>>>

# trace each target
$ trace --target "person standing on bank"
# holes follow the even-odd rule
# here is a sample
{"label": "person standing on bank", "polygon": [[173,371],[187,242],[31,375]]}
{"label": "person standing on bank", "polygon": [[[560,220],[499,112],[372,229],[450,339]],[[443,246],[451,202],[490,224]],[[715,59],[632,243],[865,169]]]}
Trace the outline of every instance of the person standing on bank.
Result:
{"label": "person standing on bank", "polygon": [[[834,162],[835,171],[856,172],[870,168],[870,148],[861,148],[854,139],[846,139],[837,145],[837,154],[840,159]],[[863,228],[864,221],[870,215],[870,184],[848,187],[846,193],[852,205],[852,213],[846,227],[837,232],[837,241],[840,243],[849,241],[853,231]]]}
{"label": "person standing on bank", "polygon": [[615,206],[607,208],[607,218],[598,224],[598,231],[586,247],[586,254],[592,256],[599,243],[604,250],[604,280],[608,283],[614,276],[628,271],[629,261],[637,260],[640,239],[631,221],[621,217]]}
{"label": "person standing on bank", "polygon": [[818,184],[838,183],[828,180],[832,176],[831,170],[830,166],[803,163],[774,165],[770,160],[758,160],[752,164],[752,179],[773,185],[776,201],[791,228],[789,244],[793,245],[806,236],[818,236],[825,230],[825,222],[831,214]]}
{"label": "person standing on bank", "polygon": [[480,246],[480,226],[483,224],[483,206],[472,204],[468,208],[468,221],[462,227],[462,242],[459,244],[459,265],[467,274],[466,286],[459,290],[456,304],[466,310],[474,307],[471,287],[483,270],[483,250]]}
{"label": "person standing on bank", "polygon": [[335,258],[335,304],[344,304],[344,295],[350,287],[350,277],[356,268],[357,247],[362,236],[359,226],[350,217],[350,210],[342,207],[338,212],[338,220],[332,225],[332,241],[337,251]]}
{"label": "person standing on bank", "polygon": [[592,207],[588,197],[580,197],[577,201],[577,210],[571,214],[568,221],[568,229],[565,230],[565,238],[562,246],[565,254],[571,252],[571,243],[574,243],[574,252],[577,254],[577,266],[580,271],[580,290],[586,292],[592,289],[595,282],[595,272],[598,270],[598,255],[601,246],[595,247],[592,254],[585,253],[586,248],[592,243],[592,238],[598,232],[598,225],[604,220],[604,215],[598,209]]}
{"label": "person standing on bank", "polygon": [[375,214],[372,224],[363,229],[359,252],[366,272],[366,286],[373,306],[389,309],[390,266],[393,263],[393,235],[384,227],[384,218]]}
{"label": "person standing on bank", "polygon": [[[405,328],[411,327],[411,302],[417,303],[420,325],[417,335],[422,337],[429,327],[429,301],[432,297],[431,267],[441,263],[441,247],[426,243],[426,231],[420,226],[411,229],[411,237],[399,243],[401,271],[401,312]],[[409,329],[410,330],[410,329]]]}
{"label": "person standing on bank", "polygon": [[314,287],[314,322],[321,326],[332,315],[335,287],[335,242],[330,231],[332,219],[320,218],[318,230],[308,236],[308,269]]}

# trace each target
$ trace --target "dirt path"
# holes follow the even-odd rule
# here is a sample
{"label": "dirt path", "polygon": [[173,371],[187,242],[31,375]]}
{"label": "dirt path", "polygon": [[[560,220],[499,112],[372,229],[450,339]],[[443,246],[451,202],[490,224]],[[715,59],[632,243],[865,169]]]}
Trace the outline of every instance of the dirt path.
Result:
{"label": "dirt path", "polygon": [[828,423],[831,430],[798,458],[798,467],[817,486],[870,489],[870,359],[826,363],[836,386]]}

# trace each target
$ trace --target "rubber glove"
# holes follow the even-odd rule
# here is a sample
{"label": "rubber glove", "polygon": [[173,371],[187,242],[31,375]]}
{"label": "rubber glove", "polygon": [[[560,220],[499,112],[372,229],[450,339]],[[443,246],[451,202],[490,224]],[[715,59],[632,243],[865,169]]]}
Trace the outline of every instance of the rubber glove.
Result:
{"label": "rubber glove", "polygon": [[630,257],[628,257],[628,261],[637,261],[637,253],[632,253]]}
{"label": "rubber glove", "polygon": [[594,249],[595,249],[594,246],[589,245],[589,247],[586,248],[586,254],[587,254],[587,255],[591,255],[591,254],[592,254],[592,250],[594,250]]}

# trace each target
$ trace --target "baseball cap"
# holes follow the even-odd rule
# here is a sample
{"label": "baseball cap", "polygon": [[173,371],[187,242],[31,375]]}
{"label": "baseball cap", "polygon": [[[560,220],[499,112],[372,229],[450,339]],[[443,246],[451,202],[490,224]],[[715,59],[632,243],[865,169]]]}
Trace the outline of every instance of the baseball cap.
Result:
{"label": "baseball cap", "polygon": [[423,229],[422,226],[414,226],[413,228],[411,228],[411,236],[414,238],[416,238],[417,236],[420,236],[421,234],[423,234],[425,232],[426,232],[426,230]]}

<<<

Please set down all of the records exactly.

■ Completed exercise ■
# trace each target
$ trace --target "person standing on bank"
# holes follow the even-odd rule
# here is a sample
{"label": "person standing on bank", "polygon": [[173,371],[187,242],[31,375]]}
{"label": "person standing on bank", "polygon": [[[560,220],[499,112],[372,229],[450,339]],[[443,246],[451,202],[490,224]],[[715,59],[632,243],[865,169]]]}
Trace the outline of every instance of the person standing on bank.
Result:
{"label": "person standing on bank", "polygon": [[[834,162],[835,171],[856,172],[870,168],[870,148],[861,148],[854,139],[846,139],[837,145],[837,154],[840,159]],[[863,228],[864,221],[870,215],[870,184],[848,187],[846,193],[852,205],[852,213],[846,227],[837,232],[837,241],[840,243],[849,241],[853,231]]]}
{"label": "person standing on bank", "polygon": [[615,206],[607,208],[607,218],[598,224],[598,231],[586,247],[586,254],[592,256],[599,243],[604,250],[604,280],[608,283],[614,276],[628,271],[629,261],[637,260],[640,239],[631,221],[621,217]]}
{"label": "person standing on bank", "polygon": [[818,184],[838,183],[828,180],[832,176],[831,170],[830,166],[803,163],[774,165],[770,160],[758,160],[752,164],[752,179],[773,185],[776,201],[791,228],[789,244],[793,245],[806,236],[818,236],[825,230],[825,222],[831,214]]}
{"label": "person standing on bank", "polygon": [[480,246],[480,226],[483,224],[483,206],[472,204],[468,208],[468,221],[462,227],[462,242],[459,244],[459,265],[467,274],[466,286],[459,290],[456,304],[466,310],[474,307],[471,287],[483,270],[483,250]]}
{"label": "person standing on bank", "polygon": [[335,258],[335,304],[344,304],[344,295],[350,287],[350,277],[356,268],[357,247],[362,236],[359,226],[350,217],[350,210],[342,207],[338,212],[338,220],[332,225],[332,241],[337,251]]}
{"label": "person standing on bank", "polygon": [[592,207],[588,197],[580,197],[577,201],[577,210],[571,214],[568,221],[568,229],[565,230],[565,238],[562,246],[565,254],[571,252],[571,243],[574,243],[574,252],[577,254],[577,266],[580,271],[580,290],[586,292],[592,289],[595,282],[595,272],[598,270],[598,255],[601,246],[595,247],[592,254],[585,253],[586,248],[592,243],[592,238],[598,232],[598,225],[604,220],[604,215],[598,209]]}
{"label": "person standing on bank", "polygon": [[375,214],[372,224],[363,229],[359,252],[366,272],[366,286],[373,306],[389,309],[390,266],[393,263],[393,235],[384,227],[384,218]]}
{"label": "person standing on bank", "polygon": [[[405,328],[411,327],[411,302],[417,303],[420,325],[417,335],[422,337],[429,327],[429,301],[432,297],[431,267],[441,263],[441,247],[426,243],[426,231],[420,226],[411,229],[411,237],[399,243],[401,271],[401,312]],[[409,329],[410,330],[410,329]]]}
{"label": "person standing on bank", "polygon": [[314,287],[314,322],[321,326],[332,315],[335,287],[335,242],[330,231],[332,219],[320,218],[318,230],[308,236],[308,269]]}

# trace each target
$ trace --target "dirt path"
# holes follow the even-odd rule
# here is a sample
{"label": "dirt path", "polygon": [[173,371],[187,242],[31,375]]}
{"label": "dirt path", "polygon": [[[560,220],[499,112],[372,229],[450,339]],[[443,246],[451,202],[490,224]],[[715,59],[632,243],[865,169]]]}
Trace the outline of every instance of the dirt path.
Result:
{"label": "dirt path", "polygon": [[828,423],[831,430],[798,458],[798,467],[817,486],[870,489],[870,359],[826,363],[836,386]]}

# trace each target
$ trace --target "rubber glove"
# holes follow the even-odd rule
# here is a sample
{"label": "rubber glove", "polygon": [[173,371],[187,242],[31,375]]}
{"label": "rubber glove", "polygon": [[[560,220],[499,112],[372,229],[450,339]],[[443,246],[451,202],[490,224]],[[715,59],[632,243],[865,169]]]}
Trace the outline of every instance of the rubber glove.
Result:
{"label": "rubber glove", "polygon": [[630,257],[628,257],[628,261],[637,261],[637,253],[632,253]]}
{"label": "rubber glove", "polygon": [[594,249],[595,249],[594,246],[589,245],[589,247],[586,248],[586,254],[587,254],[587,255],[591,255],[591,254],[592,254],[592,250],[594,250]]}

# trace each target
$ trace --target "baseball cap"
# holes follow the even-odd rule
# here is a sample
{"label": "baseball cap", "polygon": [[173,371],[187,242],[31,375]]}
{"label": "baseball cap", "polygon": [[[560,220],[499,112],[372,229],[450,339]],[[443,246],[451,202],[490,224]],[[715,59],[632,243],[865,169]]]}
Trace the outline of every instance of the baseball cap.
Result:
{"label": "baseball cap", "polygon": [[423,229],[422,226],[414,226],[413,228],[411,228],[411,236],[414,238],[416,238],[417,236],[420,236],[421,234],[423,234],[425,232],[426,232],[426,230]]}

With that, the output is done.